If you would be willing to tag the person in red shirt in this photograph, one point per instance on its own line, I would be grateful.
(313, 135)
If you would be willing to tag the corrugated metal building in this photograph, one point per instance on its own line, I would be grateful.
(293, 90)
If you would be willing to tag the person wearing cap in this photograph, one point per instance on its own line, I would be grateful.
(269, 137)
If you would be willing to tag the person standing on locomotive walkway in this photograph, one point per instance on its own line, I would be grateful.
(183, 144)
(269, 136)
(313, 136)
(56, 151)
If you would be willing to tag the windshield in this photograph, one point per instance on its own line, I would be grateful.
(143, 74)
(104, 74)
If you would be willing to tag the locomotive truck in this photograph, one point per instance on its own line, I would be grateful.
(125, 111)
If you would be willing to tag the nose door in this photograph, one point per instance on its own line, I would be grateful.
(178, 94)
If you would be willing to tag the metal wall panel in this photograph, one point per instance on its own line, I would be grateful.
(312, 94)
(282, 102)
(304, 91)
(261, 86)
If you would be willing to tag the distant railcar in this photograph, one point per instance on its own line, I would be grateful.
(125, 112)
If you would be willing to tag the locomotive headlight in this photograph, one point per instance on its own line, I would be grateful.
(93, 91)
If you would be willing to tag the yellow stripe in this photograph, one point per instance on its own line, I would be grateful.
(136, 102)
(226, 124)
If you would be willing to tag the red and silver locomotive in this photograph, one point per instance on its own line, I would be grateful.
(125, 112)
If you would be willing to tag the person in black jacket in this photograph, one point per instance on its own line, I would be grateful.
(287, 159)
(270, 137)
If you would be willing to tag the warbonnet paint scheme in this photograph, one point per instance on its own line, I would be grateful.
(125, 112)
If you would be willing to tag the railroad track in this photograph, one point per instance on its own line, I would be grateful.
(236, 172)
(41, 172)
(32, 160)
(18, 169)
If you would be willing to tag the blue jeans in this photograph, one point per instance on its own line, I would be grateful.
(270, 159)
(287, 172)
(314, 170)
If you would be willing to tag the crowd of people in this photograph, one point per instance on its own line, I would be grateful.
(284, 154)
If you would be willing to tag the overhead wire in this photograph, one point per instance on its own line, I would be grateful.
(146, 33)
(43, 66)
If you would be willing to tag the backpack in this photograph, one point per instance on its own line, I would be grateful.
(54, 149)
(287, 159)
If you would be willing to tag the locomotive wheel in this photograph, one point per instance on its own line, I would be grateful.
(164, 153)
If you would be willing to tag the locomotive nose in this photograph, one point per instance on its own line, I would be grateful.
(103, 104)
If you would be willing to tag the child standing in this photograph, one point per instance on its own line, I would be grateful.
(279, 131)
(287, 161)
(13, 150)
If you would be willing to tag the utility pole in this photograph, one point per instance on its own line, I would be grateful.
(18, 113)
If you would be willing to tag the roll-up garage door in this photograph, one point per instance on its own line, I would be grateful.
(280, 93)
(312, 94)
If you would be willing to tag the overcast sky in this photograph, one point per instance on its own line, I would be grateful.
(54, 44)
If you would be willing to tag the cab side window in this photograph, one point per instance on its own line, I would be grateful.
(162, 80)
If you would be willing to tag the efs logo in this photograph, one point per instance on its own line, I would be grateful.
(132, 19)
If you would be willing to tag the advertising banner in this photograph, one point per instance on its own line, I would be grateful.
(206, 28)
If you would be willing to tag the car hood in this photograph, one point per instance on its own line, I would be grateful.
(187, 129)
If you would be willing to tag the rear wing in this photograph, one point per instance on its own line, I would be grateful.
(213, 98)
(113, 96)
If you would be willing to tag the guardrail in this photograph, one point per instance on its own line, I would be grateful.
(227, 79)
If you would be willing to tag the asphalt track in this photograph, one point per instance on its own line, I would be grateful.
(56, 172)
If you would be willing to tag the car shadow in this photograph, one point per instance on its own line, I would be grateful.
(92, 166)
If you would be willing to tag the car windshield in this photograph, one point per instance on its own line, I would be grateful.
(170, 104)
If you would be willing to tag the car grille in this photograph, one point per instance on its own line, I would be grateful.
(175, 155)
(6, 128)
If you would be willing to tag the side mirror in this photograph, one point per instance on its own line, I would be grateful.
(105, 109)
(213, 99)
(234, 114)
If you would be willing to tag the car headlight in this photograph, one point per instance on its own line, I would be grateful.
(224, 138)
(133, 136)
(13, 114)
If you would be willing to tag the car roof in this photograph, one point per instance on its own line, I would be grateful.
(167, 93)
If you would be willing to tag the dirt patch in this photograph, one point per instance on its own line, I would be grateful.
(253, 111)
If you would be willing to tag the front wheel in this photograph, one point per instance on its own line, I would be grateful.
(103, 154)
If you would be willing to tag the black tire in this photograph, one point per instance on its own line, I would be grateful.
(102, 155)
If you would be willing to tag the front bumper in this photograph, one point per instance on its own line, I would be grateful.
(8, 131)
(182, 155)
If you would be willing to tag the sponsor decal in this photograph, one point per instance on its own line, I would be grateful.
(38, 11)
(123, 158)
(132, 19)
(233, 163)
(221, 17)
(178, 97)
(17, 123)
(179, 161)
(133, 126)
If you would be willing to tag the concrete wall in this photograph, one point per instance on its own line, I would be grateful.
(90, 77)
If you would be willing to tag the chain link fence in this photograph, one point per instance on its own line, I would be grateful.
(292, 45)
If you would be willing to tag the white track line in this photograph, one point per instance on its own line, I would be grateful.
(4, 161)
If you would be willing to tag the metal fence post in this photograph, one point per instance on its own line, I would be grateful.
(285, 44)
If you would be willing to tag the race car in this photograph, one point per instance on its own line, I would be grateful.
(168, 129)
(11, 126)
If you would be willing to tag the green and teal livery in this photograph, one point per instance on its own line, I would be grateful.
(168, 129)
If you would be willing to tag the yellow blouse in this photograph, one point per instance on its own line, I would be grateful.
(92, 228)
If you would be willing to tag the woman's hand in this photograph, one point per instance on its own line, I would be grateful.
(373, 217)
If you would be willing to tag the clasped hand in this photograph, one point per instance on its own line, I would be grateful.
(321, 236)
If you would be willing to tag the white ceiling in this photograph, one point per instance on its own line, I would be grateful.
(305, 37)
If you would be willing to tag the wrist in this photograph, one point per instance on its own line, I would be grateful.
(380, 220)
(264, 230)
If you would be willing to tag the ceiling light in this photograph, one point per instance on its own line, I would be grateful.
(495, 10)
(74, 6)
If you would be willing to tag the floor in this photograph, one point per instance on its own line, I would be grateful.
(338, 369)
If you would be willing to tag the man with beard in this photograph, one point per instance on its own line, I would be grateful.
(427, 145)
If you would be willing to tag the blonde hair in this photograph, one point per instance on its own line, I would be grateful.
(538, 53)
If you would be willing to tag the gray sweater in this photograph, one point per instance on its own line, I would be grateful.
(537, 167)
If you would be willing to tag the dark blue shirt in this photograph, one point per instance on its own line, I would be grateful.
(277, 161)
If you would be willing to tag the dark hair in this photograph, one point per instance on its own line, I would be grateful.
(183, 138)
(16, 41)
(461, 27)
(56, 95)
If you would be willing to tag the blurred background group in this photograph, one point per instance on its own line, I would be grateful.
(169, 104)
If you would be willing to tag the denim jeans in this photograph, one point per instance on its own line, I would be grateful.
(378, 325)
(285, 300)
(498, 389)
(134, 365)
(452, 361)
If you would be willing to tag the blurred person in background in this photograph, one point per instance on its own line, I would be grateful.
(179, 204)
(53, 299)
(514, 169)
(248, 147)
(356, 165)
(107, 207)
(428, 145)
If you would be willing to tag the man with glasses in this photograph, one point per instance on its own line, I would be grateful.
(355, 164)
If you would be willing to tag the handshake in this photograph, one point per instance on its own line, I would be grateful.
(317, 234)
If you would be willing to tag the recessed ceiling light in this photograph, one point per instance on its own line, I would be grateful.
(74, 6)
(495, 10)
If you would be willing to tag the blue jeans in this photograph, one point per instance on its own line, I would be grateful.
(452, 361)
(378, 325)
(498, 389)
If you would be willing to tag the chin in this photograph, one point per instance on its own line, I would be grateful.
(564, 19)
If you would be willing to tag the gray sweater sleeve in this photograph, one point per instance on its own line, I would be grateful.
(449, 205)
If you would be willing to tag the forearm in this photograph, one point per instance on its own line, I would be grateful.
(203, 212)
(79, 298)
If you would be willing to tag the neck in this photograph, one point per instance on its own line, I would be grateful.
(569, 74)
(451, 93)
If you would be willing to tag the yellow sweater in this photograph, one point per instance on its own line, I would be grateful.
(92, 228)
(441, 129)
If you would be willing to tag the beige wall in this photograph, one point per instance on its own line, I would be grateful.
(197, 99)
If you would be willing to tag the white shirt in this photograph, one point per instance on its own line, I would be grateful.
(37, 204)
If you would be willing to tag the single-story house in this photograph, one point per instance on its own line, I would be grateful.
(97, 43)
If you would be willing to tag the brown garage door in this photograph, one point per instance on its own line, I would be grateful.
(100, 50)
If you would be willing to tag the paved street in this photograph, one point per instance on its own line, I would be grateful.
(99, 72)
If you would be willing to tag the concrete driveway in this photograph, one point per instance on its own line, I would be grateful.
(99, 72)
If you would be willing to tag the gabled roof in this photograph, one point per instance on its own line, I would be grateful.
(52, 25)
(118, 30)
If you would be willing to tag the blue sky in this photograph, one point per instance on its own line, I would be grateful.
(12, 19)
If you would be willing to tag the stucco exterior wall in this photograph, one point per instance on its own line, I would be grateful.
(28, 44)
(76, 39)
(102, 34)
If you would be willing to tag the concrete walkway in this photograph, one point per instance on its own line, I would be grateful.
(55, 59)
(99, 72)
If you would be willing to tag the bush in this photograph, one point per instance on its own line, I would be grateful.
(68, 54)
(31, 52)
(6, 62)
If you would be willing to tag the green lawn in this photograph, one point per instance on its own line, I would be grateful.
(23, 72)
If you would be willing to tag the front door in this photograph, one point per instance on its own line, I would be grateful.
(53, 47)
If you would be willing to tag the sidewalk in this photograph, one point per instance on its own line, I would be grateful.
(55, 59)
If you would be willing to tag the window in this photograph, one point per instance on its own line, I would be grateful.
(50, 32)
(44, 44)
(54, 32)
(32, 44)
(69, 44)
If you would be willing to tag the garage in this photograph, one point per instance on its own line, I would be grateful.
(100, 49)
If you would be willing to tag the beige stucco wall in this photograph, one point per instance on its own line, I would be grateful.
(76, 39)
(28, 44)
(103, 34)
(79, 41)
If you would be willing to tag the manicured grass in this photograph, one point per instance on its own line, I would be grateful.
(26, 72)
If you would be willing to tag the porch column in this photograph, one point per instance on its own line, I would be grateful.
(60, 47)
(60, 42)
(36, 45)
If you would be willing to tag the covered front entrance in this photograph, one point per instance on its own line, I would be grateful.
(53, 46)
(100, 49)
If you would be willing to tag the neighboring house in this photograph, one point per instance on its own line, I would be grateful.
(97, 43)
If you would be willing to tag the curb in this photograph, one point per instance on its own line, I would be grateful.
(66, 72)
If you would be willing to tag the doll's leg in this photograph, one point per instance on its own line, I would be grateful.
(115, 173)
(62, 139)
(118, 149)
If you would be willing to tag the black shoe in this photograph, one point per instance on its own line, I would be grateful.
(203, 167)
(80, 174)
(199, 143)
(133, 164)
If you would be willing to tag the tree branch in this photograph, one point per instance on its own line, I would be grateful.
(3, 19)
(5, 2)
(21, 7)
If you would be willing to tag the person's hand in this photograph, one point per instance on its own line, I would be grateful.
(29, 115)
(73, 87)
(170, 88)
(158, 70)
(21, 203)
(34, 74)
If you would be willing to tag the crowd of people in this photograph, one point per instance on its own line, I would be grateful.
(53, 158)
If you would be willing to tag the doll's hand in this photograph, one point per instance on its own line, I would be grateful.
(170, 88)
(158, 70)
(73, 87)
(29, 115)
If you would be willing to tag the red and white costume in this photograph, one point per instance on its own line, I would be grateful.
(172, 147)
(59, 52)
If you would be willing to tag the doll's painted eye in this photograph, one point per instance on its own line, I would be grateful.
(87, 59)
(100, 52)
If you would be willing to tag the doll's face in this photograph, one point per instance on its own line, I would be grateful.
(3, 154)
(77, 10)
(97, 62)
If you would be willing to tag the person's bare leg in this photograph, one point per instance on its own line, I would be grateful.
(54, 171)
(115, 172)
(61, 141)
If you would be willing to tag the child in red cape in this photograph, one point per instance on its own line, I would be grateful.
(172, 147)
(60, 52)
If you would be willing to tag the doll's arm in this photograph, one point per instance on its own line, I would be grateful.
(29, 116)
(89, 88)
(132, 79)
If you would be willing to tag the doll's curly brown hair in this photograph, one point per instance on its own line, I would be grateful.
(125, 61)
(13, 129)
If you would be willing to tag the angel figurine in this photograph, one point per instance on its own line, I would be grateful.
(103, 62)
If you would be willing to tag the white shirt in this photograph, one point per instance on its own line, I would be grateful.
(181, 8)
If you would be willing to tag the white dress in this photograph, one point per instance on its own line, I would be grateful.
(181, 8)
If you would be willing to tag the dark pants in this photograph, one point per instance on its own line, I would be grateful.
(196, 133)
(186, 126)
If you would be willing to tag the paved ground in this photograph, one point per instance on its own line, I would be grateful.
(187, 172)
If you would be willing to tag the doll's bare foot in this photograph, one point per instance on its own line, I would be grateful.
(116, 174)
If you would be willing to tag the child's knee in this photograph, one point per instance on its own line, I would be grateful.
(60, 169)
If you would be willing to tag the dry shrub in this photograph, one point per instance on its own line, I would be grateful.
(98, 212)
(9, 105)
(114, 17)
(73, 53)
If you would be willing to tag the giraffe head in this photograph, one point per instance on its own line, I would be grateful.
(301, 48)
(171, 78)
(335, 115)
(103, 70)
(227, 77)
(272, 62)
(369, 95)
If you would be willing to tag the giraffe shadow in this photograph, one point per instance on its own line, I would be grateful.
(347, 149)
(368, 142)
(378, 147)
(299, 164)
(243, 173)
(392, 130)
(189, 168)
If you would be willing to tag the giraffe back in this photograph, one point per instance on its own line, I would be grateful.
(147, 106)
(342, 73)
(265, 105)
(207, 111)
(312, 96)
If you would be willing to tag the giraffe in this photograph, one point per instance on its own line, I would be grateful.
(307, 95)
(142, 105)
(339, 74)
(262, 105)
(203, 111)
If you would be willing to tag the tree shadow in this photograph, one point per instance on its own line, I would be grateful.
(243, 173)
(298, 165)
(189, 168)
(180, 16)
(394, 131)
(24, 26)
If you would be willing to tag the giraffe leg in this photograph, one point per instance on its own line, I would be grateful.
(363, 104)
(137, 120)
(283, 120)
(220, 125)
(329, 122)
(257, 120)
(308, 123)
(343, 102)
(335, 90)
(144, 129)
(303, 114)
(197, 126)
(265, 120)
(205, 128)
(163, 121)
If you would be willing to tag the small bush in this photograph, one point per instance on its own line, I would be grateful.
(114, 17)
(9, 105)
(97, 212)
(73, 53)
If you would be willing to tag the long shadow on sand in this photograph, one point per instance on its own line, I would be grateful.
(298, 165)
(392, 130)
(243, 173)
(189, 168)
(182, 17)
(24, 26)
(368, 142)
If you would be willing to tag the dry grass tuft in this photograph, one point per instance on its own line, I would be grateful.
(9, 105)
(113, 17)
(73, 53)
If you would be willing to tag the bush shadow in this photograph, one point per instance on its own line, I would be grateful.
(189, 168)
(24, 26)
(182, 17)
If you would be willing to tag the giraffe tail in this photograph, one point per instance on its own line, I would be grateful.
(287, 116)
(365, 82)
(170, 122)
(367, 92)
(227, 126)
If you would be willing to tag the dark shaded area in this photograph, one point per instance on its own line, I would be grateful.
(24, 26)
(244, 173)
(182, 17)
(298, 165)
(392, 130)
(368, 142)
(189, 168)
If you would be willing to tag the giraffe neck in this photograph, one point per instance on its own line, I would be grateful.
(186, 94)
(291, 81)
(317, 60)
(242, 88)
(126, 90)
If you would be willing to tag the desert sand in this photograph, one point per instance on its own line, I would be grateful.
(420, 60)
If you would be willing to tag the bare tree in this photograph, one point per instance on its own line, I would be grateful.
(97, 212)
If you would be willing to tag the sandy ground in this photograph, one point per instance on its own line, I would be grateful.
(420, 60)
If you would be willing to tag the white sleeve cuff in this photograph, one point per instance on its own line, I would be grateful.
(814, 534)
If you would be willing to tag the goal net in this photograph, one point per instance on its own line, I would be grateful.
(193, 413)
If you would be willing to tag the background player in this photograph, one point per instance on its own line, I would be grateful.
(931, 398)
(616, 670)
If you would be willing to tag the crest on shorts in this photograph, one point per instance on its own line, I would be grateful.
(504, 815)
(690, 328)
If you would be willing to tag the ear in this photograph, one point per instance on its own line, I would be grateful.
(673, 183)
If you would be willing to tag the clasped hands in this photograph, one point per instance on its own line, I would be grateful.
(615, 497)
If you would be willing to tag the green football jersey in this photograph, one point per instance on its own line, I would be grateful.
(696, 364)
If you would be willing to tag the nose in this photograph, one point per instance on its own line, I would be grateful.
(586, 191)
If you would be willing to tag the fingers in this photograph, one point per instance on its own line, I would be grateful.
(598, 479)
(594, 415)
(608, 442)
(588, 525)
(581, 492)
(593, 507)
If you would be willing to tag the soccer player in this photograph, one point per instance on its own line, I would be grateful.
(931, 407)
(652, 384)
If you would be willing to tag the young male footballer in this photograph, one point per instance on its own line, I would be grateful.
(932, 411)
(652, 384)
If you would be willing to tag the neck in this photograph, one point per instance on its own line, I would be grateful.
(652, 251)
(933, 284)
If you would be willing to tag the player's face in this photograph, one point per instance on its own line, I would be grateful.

The problem: Return exactly the lines from the line holding "If you would be willing to tag the white sleeve" to the last line of the data, with both of those lines included and nothing added.

Finished exercise:
If you would be willing to tag the white sleeve cuff in this photograph, one point per instance on its own line, I would be grateful.
(814, 534)
If you would be willing to tag the goal net in this photograph, one point per instance on its own line, I would be grateful.
(193, 413)
If you would be willing to tag the background player in this photograph, one point per instance on its own line, I would be grateful.
(931, 398)
(616, 670)
If you would be willing to tag the crest on shorts in this photograph, one point per instance on its own line, I would be grateful.
(504, 815)
(690, 328)
If you would be willing to tag the ear in this photograph, one point per instance on its own line, I would be grateful.
(673, 183)
If you would be willing to tag the clasped hands in this photograph, one point per instance on its own line, I would be grateful.
(615, 497)
If you would be willing to tag the green football jersey in this photograph, one point per instance on its own line, I would be grateful.
(696, 364)
If you would be willing to tag the nose in this photograph, one point per instance on its own line, I would be grateful.
(586, 191)
If you would be willing to tag the fingers in this photograph, one point per instance on its own line, I would be grateful.
(598, 479)
(594, 415)
(608, 442)
(588, 525)
(581, 492)
(593, 507)
If you would be willing to tag the soccer player in this photograph, one point per instance on its own line, I would be grateful.
(931, 407)
(652, 384)
If you would be willing to tag the young male footballer in this photograph, one point per instance on its own line, I would be grateful.
(932, 411)
(652, 384)
If you would be willing to tag the neck in this photograph, one point per instance on its own line, I would be grateful.
(652, 251)
(933, 284)
If you would be willing to tag the player's face in this photograph, one point per instance on its own line, I would be grateful.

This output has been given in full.